*** Opening Extracted text ***

So, for Christmas I got a Christmas mass email from family I never see that my aunt is terminally ill with cancer. I haven't replied back yet and I think about it every day. Any suggestion for how to reply? Apart from the obvious sympathy part...
Seriously, this failure to reply is probably what makes me feel the most like a flawed human.
https://pbs.twimg.com/media/F91YLHvXAAA5BrS?format=png&name=small
you'd be shocked how much mileage you can get out of sending people this image before launching into your reply
oh wait also I forgot to ask, how do you do the "inexplicably delicious" part
I second this question. I’d like to get to inexplicably delicious in that situation.
One trick espoused by Existential Kink and, in my limited understanding, Vajrayana, is to notice that lots of positive emotions and negative emotions share somatic properties, and differ in interpretation more than feel. The quickened heartbeat of fear is also the quickening of excitement, the intensity of sadness is also that of fondness, etc. So the question to ask yourself is, can the physical tingle of anxiety-conflict be experienced as spicy, interesting, provocative... It's a skill you can start developing right now with any negative-coded feeling, today!
Thanks, saved it and will probably send it to 3+ people today before finally answering them
Super helpful. Also: Flawed Nozzle! What a phrase. I may steal it for the title of my memoirs.
Yes! One rule I've made for myself is that if a thought like "hey I haven't heard from this person in a while, I should text them" presents itself, I must drop everything and text them. Regardless of if they never got back to me last time or vice versa etc. or whatever the circumstances. And it's usually something simple like -- hey thought about you today, hope you're doing well.
Surprisingly effective at keeping in touch with people. People just wanna be loved on 🧡
YES, following the spontaneous texting urge is a huge enjoyment enabler that is very low cost
I think this one relatively short text might be about to make a greater difference to my life than almost all the books I've ever read. Thank you
And, uh, one question. If you have a pile of emails and messages you should've written months ago, and it is very important to you that you will in fact write them, what would be a good way to start the text? I usually write some form of "I'm sorry it took me so long" but I feel stupid beginning literally every single email I've ever written to a particular person with that phrase
I'm sorry it took me so long is fine! You could also just say nothing.
Thank you!
File under things they should’ve taught us at school
Incredible timing. Thanks for these pointers! Great writing 🙌🏼🙏🏼
Thanks Sasha. In the spirit of mitigating the nightmarish loneliness that plagues us all, thanks for your reflective posts. They match many of my own neuroses and you lay things out in a practical and helpful manner.
Speaking to fewer people helps me with this immensely.
This year has been one big lesson for me to be extremely discerning about who I spend energy on. Learned it yet again last week. Severely insecure people are dangerous.
❤️🙂
😊
I'll bet you have ample opportunity to take your own advice, every day.
The problem is that sometimes people interpret responding quickly as being needy or giving them high-status--especially early in relationships.
I used to respond quickly to everything--texts, emails, whatever. But I found that for some non-trivial fraction of people it just builds entitlement. You might say "Ignore those people. They suck." But sometimes you can't.
Thanks, this was helpful. This prompted me to send some replies I've been procrastinating on
Wow, this was literally my most present problem when I stumbled upon your substack just now. Thank you! I concur with however commented, this might change my life!
So, for Christmas I got a Christmas mass email from family I never see that my aunt is terminally ill with cancer. I haven't replied back yet and I think about it every day. Any suggestion for how to reply? Apart from the obvious sympathy part...
Seriously, this failure to reply is probably what makes me feel the most like a flawed human.
Thanks Sasha, I needed to hear this.

*** Closing Extracted text ***
*** Opening Provided material ***

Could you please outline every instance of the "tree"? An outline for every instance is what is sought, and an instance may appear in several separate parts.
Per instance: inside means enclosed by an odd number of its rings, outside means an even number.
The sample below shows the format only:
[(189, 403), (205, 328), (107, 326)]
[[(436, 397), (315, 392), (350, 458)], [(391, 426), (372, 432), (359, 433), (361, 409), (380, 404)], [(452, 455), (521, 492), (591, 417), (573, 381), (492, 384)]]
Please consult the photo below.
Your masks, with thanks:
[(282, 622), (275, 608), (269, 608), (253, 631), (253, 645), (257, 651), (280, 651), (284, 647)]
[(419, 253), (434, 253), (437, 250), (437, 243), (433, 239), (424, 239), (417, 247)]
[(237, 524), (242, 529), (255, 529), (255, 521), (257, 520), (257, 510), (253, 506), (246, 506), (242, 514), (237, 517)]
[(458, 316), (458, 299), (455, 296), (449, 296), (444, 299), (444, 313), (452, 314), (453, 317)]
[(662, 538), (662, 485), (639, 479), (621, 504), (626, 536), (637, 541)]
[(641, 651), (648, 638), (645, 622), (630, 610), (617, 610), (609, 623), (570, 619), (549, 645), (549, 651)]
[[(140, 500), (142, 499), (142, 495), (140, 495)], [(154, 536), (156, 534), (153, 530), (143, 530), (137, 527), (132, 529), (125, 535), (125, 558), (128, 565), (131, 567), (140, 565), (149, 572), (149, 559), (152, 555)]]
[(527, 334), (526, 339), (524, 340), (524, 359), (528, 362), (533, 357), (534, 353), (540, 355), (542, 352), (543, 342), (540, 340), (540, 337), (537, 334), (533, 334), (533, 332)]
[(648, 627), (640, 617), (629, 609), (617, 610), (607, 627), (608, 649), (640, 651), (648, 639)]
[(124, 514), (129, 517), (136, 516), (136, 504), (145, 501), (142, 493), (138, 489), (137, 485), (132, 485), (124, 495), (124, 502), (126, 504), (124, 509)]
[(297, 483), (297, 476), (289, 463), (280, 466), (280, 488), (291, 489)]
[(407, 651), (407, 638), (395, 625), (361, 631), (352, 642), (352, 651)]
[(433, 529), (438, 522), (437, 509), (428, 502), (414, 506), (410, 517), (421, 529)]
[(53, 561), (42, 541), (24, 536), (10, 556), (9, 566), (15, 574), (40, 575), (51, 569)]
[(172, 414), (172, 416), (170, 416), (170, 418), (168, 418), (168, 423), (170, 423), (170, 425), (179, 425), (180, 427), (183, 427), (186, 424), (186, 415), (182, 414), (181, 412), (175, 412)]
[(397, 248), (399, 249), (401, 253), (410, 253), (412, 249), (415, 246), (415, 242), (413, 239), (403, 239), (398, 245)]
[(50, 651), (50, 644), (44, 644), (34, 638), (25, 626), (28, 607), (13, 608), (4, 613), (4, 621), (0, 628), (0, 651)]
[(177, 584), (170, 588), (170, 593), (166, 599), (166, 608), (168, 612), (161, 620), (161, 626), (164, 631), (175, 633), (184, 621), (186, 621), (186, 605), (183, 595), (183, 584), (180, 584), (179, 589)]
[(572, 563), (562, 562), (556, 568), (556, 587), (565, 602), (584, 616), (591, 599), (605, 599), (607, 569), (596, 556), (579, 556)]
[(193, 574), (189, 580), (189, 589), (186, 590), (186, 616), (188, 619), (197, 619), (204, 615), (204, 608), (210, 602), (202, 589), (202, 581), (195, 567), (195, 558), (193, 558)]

*** Closing Provided material ***
*** Opening Provided material ***

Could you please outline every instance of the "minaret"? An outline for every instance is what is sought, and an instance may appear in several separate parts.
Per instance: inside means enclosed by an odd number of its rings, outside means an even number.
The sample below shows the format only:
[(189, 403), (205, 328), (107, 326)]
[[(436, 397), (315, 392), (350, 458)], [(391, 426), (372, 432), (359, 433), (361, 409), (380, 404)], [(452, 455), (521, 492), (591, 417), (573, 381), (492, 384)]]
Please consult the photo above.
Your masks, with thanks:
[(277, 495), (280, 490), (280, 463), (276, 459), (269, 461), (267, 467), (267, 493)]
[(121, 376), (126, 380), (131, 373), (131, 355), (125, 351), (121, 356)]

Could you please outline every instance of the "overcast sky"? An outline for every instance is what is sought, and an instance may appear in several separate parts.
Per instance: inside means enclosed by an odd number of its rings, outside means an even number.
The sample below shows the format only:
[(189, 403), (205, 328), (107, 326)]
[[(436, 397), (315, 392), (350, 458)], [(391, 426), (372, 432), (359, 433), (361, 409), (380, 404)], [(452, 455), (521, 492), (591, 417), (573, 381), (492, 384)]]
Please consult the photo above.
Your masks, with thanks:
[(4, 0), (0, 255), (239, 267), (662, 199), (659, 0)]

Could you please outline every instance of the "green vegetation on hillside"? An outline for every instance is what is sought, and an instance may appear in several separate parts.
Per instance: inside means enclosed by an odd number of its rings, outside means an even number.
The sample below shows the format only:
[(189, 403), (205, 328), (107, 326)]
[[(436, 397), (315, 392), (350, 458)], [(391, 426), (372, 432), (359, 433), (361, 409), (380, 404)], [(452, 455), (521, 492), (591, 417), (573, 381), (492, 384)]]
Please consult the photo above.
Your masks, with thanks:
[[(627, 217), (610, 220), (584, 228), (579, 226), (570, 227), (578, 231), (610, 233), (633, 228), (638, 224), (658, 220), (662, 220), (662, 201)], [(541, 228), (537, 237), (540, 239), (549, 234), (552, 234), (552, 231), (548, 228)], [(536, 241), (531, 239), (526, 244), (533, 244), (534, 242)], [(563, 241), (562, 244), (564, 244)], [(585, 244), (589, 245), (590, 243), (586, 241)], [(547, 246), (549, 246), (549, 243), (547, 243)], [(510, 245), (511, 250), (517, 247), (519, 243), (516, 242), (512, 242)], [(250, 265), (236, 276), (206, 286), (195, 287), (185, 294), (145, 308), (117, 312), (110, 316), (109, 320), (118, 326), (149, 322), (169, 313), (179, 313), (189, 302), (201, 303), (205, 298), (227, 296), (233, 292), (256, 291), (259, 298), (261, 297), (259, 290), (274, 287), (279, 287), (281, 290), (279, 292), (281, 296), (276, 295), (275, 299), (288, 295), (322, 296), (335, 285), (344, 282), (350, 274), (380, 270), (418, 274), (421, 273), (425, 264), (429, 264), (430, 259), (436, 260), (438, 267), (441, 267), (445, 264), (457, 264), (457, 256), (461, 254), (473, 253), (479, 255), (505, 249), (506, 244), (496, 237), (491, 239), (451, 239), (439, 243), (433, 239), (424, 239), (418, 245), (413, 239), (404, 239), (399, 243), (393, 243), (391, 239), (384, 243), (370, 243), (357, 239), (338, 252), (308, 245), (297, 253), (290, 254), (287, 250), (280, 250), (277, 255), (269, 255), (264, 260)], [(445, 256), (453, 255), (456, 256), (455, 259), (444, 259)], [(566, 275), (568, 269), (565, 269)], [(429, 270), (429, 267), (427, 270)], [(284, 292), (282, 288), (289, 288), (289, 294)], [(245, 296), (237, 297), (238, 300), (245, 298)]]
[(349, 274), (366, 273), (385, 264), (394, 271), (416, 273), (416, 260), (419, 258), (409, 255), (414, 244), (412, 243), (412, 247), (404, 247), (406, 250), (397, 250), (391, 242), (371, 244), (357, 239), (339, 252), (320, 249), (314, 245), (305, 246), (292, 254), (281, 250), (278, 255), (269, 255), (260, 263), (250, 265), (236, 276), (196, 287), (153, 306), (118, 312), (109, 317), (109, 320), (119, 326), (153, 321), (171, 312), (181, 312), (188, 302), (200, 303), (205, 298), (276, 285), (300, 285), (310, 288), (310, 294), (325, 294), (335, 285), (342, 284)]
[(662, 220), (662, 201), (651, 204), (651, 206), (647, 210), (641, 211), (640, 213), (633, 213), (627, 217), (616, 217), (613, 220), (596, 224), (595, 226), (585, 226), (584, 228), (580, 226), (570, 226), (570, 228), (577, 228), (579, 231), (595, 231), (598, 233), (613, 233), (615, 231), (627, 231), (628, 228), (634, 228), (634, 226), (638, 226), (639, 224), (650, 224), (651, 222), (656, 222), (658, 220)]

*** Closing Provided material ***

Prompt 1:
List every emoji that appears in the comment thread.
Prompt 2:
Extract the passage of the comment thread between "This year has" and "change my life!", inclusive.
Please leave the rows aside, since they play no part in this.

Task result 1:
🧡, 🙌🏼, 🙏🏼, ❤️, 🙂, 😊

Task result 2:
This year has been one big lesson for me to be extremely discerning about who I spend energy on. Learned it yet again last week. Severely insecure people are dangerous.
❤️🙂
😊
I'll bet you have ample opportunity to take your own advice, every day.
The problem is that sometimes people interpret responding quickly as being needy or giving them high-status--especially early in relationships.
I used to respond quickly to everything--texts, emails, whatever. But I found that for some non-trivial fraction of people it just builds entitlement. You might say "Ignore those people. They suck." But sometimes you can't.
Thanks, this was helpful. This prompted me to send some replies I've been procrastinating on
Wow, this was literally my most present problem when I stumbled upon your substack just now. Thank you! I concur with however commented, this might change my life!